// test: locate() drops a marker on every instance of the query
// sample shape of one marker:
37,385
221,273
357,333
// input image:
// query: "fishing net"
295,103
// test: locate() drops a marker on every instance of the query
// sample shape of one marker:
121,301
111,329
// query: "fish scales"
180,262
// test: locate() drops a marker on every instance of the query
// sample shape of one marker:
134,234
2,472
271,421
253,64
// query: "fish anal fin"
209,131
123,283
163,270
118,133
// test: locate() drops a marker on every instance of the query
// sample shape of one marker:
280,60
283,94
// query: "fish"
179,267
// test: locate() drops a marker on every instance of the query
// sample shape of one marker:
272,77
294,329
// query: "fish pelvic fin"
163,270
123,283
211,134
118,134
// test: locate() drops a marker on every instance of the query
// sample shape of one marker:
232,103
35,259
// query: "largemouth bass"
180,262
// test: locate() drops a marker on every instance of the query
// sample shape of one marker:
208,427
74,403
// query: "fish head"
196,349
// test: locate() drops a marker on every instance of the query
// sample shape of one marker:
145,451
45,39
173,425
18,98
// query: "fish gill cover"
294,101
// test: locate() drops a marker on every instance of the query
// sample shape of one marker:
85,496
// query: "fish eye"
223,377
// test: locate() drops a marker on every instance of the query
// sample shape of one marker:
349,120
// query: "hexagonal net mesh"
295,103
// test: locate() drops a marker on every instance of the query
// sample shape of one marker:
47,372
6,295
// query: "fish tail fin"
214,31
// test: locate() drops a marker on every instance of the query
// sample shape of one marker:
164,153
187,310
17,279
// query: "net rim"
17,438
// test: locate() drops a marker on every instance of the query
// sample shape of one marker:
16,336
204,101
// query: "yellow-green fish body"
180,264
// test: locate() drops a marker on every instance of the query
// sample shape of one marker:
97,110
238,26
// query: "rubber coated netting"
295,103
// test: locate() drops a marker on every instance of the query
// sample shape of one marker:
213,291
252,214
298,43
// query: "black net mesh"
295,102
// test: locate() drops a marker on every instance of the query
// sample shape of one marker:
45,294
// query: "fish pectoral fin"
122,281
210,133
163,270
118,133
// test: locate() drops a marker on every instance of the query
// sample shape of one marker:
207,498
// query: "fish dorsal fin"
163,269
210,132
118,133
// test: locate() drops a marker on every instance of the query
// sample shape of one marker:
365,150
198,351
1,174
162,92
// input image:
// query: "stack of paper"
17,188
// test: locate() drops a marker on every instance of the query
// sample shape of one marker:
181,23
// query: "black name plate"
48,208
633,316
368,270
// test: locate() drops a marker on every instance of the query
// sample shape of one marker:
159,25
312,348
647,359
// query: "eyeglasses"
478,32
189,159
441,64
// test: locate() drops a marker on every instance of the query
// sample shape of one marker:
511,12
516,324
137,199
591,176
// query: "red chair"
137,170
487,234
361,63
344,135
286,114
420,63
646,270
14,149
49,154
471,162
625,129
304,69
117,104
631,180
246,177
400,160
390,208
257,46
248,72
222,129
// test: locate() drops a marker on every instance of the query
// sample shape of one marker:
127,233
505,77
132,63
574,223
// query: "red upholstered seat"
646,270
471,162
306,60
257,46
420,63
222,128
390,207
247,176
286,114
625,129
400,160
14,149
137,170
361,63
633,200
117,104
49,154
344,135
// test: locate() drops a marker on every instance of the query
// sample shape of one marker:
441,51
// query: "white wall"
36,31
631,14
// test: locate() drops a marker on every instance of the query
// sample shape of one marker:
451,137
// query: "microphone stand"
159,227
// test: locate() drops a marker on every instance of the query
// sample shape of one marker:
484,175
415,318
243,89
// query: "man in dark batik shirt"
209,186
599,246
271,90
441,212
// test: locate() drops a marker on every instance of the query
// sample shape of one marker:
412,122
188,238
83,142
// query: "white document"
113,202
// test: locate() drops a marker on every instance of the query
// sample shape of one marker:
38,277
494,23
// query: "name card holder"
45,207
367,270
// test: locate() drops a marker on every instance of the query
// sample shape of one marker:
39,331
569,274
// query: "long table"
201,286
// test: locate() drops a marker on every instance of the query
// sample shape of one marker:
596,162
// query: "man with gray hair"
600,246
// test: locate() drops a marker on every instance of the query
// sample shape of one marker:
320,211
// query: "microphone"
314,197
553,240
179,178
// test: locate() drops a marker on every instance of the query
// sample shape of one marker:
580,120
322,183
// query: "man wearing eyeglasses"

* _Exercise goal_
Give the records above again, word for word.

* _Result of the task_
// test: locate() drops a marker on every instance of the query
// sample shape of one marker:
37,385
221,273
357,333
// input image:
// query: "fishing net"
295,103
// test: locate() drops a marker on every instance of the query
// sample shape of one marker:
121,301
111,329
// query: "fish scales"
180,262
// test: locate() drops a marker on every instance of the query
// sample shape of one marker:
134,234
2,472
271,421
253,64
// query: "fish anal fin"
209,131
123,283
163,270
118,133
// test: locate() drops a marker on every instance of the query
// sample shape of one marker:
280,60
283,94
// query: "fish"
179,267
// test: locate() drops a marker on every instance of the query
// sample shape of one marker:
272,77
294,329
// query: "fish pelvic fin"
163,270
123,283
211,134
118,134
// test: locate() drops a marker on every instance of the query
// sample shape of one marker:
232,103
35,259
// query: "largemouth bass"
180,262
// test: locate() drops a marker on every instance of the query
// sample shape of one marker:
208,427
74,403
// query: "fish head"
196,349
// test: locate() drops a marker on every instance of the query
// sample shape of one marker:
145,451
45,39
173,425
18,98
// query: "fish gill cover"
294,101
// test: locate() drops a marker on every instance of the query
// sample shape of one marker:
85,496
// query: "fish eye"
223,377
// test: locate() drops a marker on every instance of the query
// sample shape of one marker:
349,120
// query: "hexagonal net mesh"
295,103
// test: locate() drops a marker on every instance of the query
// sample shape of one marker:
47,372
6,295
// query: "fish tail fin"
214,31
// test: locate() drops a marker on every instance of the query
// sample shape of one marker:
164,153
187,310
17,279
// query: "net rim"
17,438
// test: locate() drops a marker on every instance of the query
// sample shape of one marker:
16,336
204,101
// query: "yellow-green fish body"
180,264
// test: locate() drops a marker on every instance of the query
// sample shape of one marker:
97,110
238,26
// query: "rubber coated netting"
295,103
// test: locate() drops a marker on every instance of the query
// sample shape of one marker:
213,291
252,214
298,43
// query: "black net mesh"
295,102
// test: locate() drops a marker on every instance of the query
// sample shape of one marker:
45,294
// query: "fish pectoral fin"
122,281
210,133
163,270
118,133
// test: locate() drops a marker on every instance of the query
// sample shape of one marker:
207,498
// query: "fish dorsal fin"
163,269
210,132
118,133
// test: locate() drops a marker on every instance of the query
// sample shape of one marker:
365,150
198,351
1,174
162,92
// input image:
// query: "stack of paper"
17,188
// test: locate() drops a marker on every instance of the query
// sample shape of one marker:
181,23
// query: "black name plate"
48,208
633,316
368,270
// test: locate() drops a marker on every instance of the query
// sample shape of one marker:
159,25
312,348
647,359
// query: "eyeglasses"
478,32
189,159
441,64
// test: locate() drops a marker on every instance of the query
// sample shape of one marker:
511,12
516,324
137,199
591,176
// query: "red chair"
137,170
487,234
361,63
344,135
286,114
420,63
646,270
14,149
49,154
471,162
625,129
304,69
117,104
631,180
246,177
400,160
390,208
257,46
248,72
222,129
// test: locate() drops a marker on every instance of the query
// sample shape of one marker:
127,233
505,77
132,63
574,223
// query: "red upholstered seat"
646,270
471,162
306,60
257,46
420,63
222,128
390,207
247,176
286,114
625,129
400,160
14,149
137,170
361,63
633,200
117,104
49,154
344,135
// test: locate() drops a marker on every instance of the query
// sample shape of one marker:
441,51
// query: "white wall"
36,31
631,14
// test: locate() drops a marker on every instance of the query
// sample shape of one marker:
451,137
// query: "microphone stand"
159,227
// test: locate() drops a marker on every instance of the query
// sample shape of one marker:
484,175
415,318
243,89
// query: "man in dark batik shirt"
209,186
599,246
271,90
441,212
// test: locate() drops a marker on every instance of the query
// sample shape of one marker:
412,122
188,238
83,142
// query: "white document"
113,202
// test: locate() drops a marker on every instance of the query
// sample shape of one marker:
38,277
494,23
// query: "name card holder"
45,207
367,270
// test: locate() drops a marker on every instance of the query
// sample shape of one marker:
39,331
569,274
// query: "long table"
201,286
// test: locate() drops a marker on every instance of the query
// sample shape of one marker:
596,162
// query: "man with gray hair"
600,246
// test: locate() drops a marker on every instance of the query
// sample shape of one marker:
320,211
// query: "microphone"
314,197
553,240
179,178
// test: locate() drops a marker on every instance of the query
// sample shape of one marker:
580,120
322,183
// query: "man wearing eyeglasses"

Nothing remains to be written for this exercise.